TASK
Retype every row below character for character, keeping all lines as they are.

(Rows excerpted from a collection)
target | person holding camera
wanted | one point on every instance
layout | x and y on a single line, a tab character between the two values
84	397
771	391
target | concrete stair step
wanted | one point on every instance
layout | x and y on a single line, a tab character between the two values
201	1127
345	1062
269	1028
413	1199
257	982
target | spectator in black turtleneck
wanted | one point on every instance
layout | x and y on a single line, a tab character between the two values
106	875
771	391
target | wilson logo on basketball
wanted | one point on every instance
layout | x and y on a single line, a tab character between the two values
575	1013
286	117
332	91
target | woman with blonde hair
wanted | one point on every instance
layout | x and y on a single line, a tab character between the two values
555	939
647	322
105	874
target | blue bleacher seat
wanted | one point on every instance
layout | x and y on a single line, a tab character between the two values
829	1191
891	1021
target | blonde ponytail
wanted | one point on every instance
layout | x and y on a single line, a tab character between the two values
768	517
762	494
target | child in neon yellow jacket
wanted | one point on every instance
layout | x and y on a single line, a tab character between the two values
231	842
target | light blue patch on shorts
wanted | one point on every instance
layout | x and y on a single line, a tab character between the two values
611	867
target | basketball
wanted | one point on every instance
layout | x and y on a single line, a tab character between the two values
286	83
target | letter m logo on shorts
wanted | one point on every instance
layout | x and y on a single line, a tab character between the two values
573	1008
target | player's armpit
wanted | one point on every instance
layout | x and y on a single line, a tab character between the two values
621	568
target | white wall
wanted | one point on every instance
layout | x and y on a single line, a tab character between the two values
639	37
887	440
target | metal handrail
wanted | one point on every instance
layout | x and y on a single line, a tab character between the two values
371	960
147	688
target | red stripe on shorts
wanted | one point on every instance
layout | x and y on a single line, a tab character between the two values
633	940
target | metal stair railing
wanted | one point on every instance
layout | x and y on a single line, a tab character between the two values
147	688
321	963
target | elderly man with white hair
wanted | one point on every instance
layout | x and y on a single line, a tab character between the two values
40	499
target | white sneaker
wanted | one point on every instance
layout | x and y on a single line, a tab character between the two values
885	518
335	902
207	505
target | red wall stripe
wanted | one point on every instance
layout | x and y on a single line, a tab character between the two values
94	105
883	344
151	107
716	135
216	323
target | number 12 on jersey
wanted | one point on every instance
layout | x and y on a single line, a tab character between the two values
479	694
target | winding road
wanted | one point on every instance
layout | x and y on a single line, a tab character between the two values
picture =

TASK RESULT
target | person holding camera
wanted | one point on every instance
layout | x and y on a single line, a tab character between the two values
84	397
771	391
target | concrete stair step
wanted | one point on every instance
layout | x and y on a single line, a tab character between the two values
201	1127
345	1062
269	1028
413	1199
257	982
target | spectator in black turtleneck
wanted | one point on every instance
layout | x and y on a single line, a tab character between the two values
106	875
771	391
target | wilson logo on basketball
wanted | one point on every instance
layout | x and y on a single line, a tab character between the two values
575	1013
286	117
332	91
target | woman with blonde hair
wanted | one point on every instance
layout | x and y on a single line, a tab character between the two values
555	939
647	322
105	874
target | blue bleacher seat
wanted | one point on every instance
layout | x and y on a single line, a tab character between the two values
829	1191
891	1021
target | blonde ponytail
wanted | one point on every instance
layout | x and y on a single line, a tab character between the two values
768	517
762	494
target | child in neon yellow jacket
wanted | one point on every instance
layout | x and y on a single line, a tab character between the two values
231	842
target | light blue patch on shorts
wanted | one point on every instance
layout | x and y on a single line, a tab character between the two values
611	867
target | basketball
wanted | one point on every instance
layout | x and y on a single line, a tab character between the two values
286	83
target | letter m logo on shorts
wanted | one point on every instance
layout | x and y on a single line, a tab character between the two values
573	1008
target | player's armpit
wanted | one point on every instance
layout | x and y on a single line, a tab character between the two values
621	568
target | white wall
wanted | one point on every instance
layout | x and y on a single line, a tab character between the two values
639	37
887	440
target | metal handrail
wanted | one point on every instance
layout | x and y on a single line, a tab character between the two values
371	960
147	688
target | red stripe on shorts
wanted | one point on every instance
layout | x and y on a single line, a tab character between the two values
633	940
target | metal stair railing
wanted | one point on every instance
layout | x and y on a single line, a tab character between the two values
147	688
321	963
target | elderly man with white hair
wanted | one point on every instance
layout | x and y on a single line, a tab character between the two values
40	499
target | white sneaker
wanted | one point on every instance
layout | x and y on a single line, a tab character between the two values
885	518
335	902
207	505
target | red wall stripe
wanted | one point on every instance
layout | x and y on a single line, a tab character between the two values
94	105
883	344
151	107
716	135
216	323
target | number 12 on jersey
wanted | one point on every instance
layout | x and y on a single line, a tab character between the two values
479	694
target | winding road
wanted | one point on every instance
layout | x and y on a single line, a tab character between the two values
picture =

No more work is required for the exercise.